##### Supplied text #####
This is an exceptionally busy alley, thanks in part to being part of a cluster of narrow passages, but also because one of its occupants is the legendary Simpsons Tavern.

A tall but very narrow covered passage leads off Cornhill, with a grand sign above whispering of meaty delights within, and leads to a narrow courtyard with a 1970s office building on one side, and a pub seemingly straight out of Dickens London on the other.

That pub is the reason so many people walk down this alley, for it’s Simpsons Tavern, the oldest surviving chop house in London.

Established in 1723 by Thomas Simpson as a Fish Ordinary restaurant in Billingate, offering to cook fish brought to him by workers at the local fish market, the restaurant moved to its current location in 1757 and hasn’t moved since.

The restaurant, and technically, a hotel, took over half of a house and is still known as 38½ Ball Court.

Although known as a chop house, it was still seeing the original fish dinner, promptly at 1pm well into the 20th century, and today while famous for retaining the 18th-century seating benches on the first floor, they do have conventional tables downstairs.
##### Recorded information #####
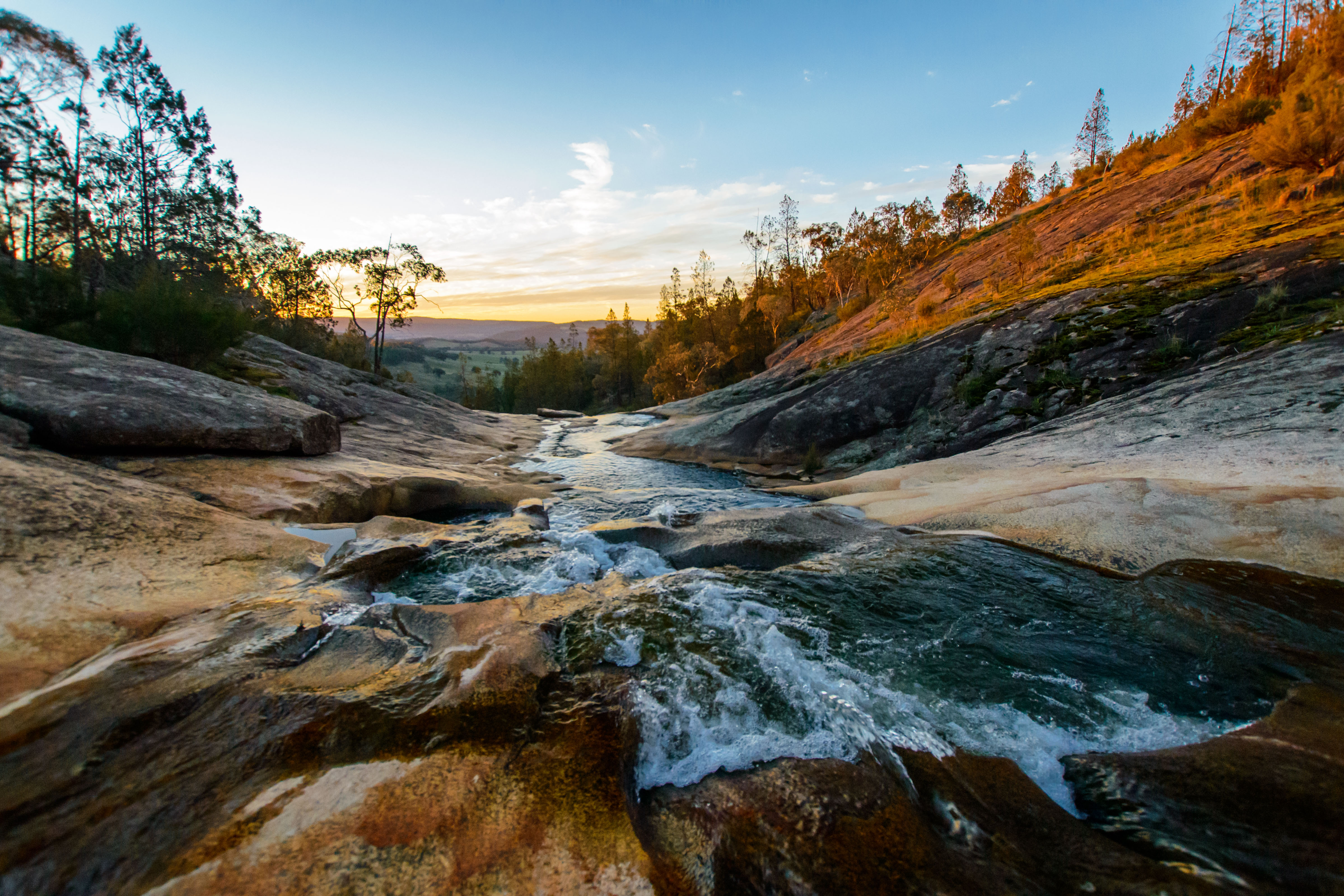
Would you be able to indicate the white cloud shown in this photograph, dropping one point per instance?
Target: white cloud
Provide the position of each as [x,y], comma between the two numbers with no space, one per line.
#####
## Short problem 1
Using the Simpsons Tavern text, answer these, one per line:
(a) In what year was the restaurant established, and by whom?
(b) What address is the restaurant still known as?
(c) What stands on the opposite side of the courtyard from the pub?
## Short problem 2
Please state whether each statement agrees with the Simpsons Tavern text, giving yes or no and the deciding words:
(a) The restaurant moved to its current location in 1757.
(b) The passage leading off Cornhill is wide.
(c) The 18th-century seating benches are downstairs.

## Result 1
(a) 1723, by Thomas Simpson
(b) 38½ Ball Court
(c) A 1970s office building

## Result 2
(a) Yes: "the restaurant moved to its current location in 1757 and hasn’t moved since"
(b) No: "A tall but very narrow covered passage leads off Cornhill"
(c) No: "retaining the 18th-century seating benches on the first floor, they do have conventional tables downstairs"